• _Try it_:
The word "grass" marks the lines to find; copy every such line from the data below.

(Exercise data)

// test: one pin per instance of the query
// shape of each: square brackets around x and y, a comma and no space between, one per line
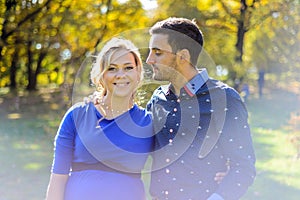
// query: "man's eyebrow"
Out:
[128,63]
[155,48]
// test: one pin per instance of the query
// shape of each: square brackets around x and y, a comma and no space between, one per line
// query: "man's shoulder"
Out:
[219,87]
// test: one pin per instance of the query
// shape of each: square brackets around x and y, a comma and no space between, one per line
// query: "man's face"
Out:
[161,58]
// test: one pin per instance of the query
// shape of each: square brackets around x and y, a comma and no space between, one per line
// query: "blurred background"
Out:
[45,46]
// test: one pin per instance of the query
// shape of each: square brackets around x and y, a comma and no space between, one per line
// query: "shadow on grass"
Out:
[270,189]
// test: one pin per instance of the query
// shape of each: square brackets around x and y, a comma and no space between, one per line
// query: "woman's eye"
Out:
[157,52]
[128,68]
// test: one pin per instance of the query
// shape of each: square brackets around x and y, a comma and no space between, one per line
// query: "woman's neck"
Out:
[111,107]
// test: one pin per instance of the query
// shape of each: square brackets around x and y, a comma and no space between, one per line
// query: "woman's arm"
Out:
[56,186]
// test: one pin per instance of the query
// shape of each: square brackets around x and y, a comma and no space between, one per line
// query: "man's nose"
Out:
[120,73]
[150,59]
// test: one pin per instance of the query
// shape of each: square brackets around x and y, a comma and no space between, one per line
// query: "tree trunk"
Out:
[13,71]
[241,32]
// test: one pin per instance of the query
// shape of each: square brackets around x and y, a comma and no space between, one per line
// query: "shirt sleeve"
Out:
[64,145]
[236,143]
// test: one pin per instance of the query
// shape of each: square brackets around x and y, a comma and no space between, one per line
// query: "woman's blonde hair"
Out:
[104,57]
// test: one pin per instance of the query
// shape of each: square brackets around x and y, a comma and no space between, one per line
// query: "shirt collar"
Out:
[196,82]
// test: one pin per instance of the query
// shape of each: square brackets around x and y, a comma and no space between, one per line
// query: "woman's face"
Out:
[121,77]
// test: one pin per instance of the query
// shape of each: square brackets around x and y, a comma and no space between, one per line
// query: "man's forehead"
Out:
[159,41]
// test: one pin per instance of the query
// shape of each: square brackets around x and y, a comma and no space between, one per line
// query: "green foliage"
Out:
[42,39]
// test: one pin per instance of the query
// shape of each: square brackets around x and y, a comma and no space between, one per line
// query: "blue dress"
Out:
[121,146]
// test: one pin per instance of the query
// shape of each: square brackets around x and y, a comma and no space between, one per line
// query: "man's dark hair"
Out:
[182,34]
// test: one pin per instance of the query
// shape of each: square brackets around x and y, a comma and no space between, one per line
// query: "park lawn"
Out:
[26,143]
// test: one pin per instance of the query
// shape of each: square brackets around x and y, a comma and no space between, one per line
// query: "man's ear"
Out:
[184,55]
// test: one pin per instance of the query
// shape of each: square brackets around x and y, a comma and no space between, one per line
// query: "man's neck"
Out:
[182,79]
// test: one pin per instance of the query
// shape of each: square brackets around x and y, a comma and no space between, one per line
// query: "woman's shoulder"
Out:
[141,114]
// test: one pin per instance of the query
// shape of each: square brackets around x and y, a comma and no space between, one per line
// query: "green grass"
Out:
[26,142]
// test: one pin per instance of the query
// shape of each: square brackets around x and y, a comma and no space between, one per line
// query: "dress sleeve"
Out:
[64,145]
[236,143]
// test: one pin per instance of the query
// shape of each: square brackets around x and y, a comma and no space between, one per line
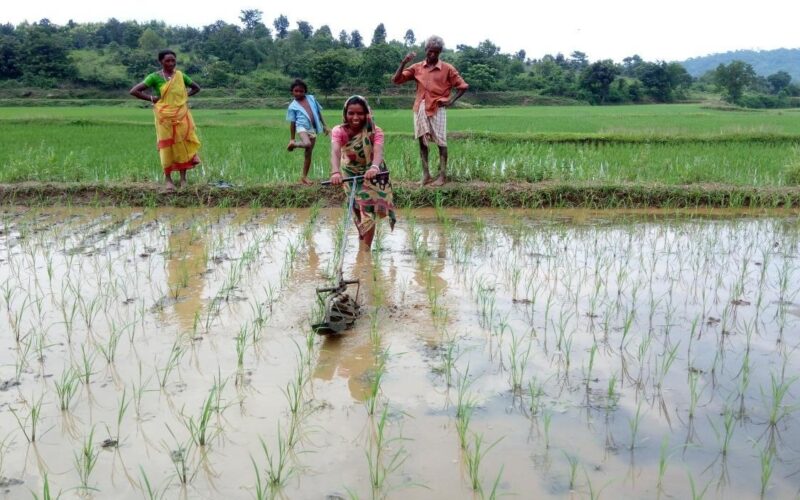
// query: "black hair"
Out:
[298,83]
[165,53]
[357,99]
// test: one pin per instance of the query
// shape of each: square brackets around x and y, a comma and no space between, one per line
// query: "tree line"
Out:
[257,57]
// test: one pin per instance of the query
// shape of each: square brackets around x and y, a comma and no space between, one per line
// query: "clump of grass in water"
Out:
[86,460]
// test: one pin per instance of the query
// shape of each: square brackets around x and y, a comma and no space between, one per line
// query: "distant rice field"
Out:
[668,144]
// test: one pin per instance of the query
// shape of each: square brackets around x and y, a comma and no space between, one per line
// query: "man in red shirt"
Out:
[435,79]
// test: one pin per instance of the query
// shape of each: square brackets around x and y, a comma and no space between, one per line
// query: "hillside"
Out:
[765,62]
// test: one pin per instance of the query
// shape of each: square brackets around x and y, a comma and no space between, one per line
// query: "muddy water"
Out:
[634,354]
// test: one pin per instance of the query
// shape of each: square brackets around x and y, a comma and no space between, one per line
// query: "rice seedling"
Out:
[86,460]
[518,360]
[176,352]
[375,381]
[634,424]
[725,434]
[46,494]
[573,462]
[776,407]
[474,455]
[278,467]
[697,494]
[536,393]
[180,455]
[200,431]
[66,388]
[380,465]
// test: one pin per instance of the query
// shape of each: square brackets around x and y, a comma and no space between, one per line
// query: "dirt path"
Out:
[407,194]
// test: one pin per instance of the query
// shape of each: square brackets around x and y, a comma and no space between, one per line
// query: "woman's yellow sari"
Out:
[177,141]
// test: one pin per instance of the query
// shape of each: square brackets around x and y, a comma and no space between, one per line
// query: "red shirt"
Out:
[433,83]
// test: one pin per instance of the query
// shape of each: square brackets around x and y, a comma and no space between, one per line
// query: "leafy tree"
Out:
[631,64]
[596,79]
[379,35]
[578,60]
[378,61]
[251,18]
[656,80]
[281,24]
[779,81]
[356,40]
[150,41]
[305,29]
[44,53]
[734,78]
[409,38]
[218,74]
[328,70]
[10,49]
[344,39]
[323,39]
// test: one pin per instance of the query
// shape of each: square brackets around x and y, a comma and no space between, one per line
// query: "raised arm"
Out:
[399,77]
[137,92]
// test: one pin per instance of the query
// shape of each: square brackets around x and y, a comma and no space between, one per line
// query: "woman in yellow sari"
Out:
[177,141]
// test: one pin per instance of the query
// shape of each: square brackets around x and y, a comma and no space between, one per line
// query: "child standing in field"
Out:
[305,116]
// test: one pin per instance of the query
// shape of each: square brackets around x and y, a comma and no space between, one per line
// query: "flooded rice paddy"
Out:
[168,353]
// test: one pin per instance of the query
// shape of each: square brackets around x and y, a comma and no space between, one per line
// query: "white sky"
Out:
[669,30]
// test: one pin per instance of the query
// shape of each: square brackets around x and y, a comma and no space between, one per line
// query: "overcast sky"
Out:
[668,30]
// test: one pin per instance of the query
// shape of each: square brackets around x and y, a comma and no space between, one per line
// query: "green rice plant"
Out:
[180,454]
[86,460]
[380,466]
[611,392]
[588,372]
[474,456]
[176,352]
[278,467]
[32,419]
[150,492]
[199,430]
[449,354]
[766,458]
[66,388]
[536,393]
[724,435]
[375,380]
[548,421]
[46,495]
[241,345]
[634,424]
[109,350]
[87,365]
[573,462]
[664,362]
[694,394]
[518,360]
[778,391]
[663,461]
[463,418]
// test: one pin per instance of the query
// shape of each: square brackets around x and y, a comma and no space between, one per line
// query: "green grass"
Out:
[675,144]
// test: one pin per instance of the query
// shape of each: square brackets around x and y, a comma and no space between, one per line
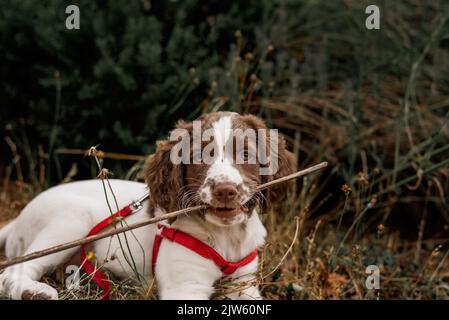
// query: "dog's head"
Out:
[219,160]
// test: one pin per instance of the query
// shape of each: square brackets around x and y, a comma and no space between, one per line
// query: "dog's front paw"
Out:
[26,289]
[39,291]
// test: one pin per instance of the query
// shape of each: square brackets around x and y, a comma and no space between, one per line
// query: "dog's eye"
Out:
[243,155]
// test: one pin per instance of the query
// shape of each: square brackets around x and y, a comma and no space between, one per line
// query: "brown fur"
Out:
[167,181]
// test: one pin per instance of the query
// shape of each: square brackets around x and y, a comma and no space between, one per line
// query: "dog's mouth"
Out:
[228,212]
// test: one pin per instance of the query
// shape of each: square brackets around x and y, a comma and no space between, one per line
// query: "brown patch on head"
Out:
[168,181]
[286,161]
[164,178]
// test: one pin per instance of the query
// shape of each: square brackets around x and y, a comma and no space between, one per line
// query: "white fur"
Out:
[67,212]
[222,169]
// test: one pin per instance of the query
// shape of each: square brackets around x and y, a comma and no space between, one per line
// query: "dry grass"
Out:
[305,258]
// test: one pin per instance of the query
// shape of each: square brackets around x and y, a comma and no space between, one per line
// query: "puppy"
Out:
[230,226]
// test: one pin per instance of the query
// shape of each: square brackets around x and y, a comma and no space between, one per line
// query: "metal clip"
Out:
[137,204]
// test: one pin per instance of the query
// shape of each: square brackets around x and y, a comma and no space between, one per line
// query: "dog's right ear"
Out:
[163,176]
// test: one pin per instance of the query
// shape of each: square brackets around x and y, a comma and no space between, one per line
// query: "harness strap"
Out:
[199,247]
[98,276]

(End Exercise data)

• _Exercise response_:
// query: "shadow on grass"
// query: "green grass"
// query: "clump of grass in water"
// query: "green grass"
// query: "dry grass"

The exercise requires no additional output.